═════ Exercise data ═════

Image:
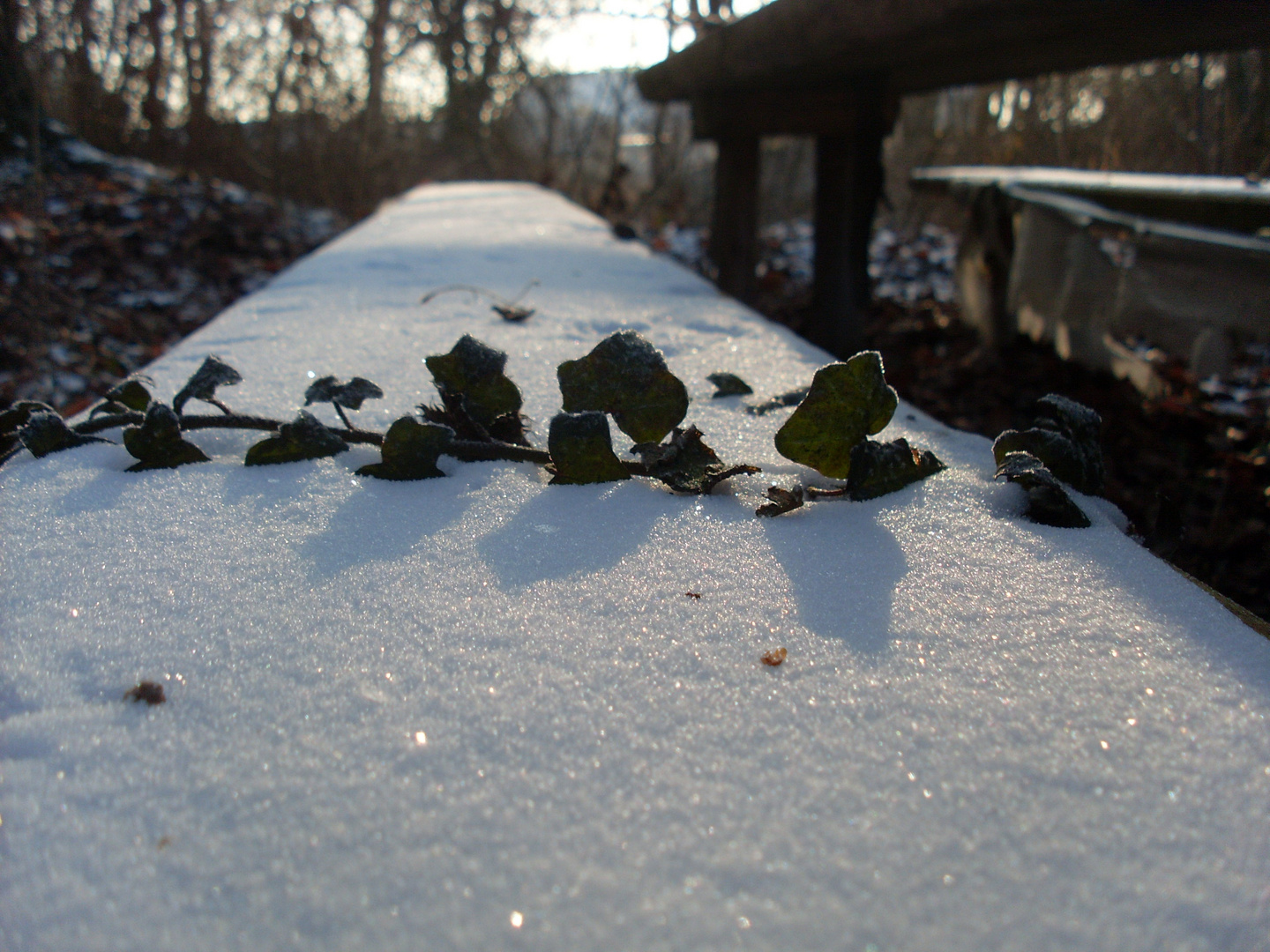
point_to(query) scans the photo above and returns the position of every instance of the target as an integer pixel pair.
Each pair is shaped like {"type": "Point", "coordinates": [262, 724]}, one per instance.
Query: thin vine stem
{"type": "Point", "coordinates": [464, 450]}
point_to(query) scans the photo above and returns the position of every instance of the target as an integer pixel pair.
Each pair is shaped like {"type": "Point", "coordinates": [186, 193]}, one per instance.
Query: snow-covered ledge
{"type": "Point", "coordinates": [482, 714]}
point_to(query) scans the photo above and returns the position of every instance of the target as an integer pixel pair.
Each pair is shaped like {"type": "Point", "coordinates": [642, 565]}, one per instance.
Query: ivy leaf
{"type": "Point", "coordinates": [474, 372]}
{"type": "Point", "coordinates": [628, 377]}
{"type": "Point", "coordinates": [45, 432]}
{"type": "Point", "coordinates": [513, 314]}
{"type": "Point", "coordinates": [687, 465]}
{"type": "Point", "coordinates": [13, 419]}
{"type": "Point", "coordinates": [848, 401]}
{"type": "Point", "coordinates": [410, 450]}
{"type": "Point", "coordinates": [728, 385]}
{"type": "Point", "coordinates": [303, 438]}
{"type": "Point", "coordinates": [1048, 502]}
{"type": "Point", "coordinates": [328, 390]}
{"type": "Point", "coordinates": [782, 501]}
{"type": "Point", "coordinates": [1065, 437]}
{"type": "Point", "coordinates": [791, 398]}
{"type": "Point", "coordinates": [878, 469]}
{"type": "Point", "coordinates": [582, 450]}
{"type": "Point", "coordinates": [202, 386]}
{"type": "Point", "coordinates": [158, 443]}
{"type": "Point", "coordinates": [122, 398]}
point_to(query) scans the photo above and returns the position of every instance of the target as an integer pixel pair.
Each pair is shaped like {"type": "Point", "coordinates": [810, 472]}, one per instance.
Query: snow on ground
{"type": "Point", "coordinates": [481, 712]}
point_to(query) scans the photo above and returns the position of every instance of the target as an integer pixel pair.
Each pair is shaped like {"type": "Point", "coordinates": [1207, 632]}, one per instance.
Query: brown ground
{"type": "Point", "coordinates": [1194, 482]}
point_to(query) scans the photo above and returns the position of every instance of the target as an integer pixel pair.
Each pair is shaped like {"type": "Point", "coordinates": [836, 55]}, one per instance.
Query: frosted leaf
{"type": "Point", "coordinates": [1065, 437]}
{"type": "Point", "coordinates": [131, 394]}
{"type": "Point", "coordinates": [878, 469]}
{"type": "Point", "coordinates": [728, 385]}
{"type": "Point", "coordinates": [686, 464]}
{"type": "Point", "coordinates": [848, 401]}
{"type": "Point", "coordinates": [781, 501]}
{"type": "Point", "coordinates": [474, 372]}
{"type": "Point", "coordinates": [45, 432]}
{"type": "Point", "coordinates": [1048, 502]}
{"type": "Point", "coordinates": [202, 386]}
{"type": "Point", "coordinates": [13, 419]}
{"type": "Point", "coordinates": [628, 377]}
{"type": "Point", "coordinates": [781, 400]}
{"type": "Point", "coordinates": [582, 450]}
{"type": "Point", "coordinates": [329, 390]}
{"type": "Point", "coordinates": [410, 450]}
{"type": "Point", "coordinates": [158, 443]}
{"type": "Point", "coordinates": [303, 438]}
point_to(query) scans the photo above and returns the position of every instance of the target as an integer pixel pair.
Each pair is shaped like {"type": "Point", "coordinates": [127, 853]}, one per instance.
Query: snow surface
{"type": "Point", "coordinates": [481, 712]}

═════

▶ _Stated exercise_:
Please identify every line in the material above that contains the string "snow", and copy each of those lines in full. Case counts when matching.

▶ _Reply_:
Query: snow-covered ledge
Query: snow on ground
Query: snow surface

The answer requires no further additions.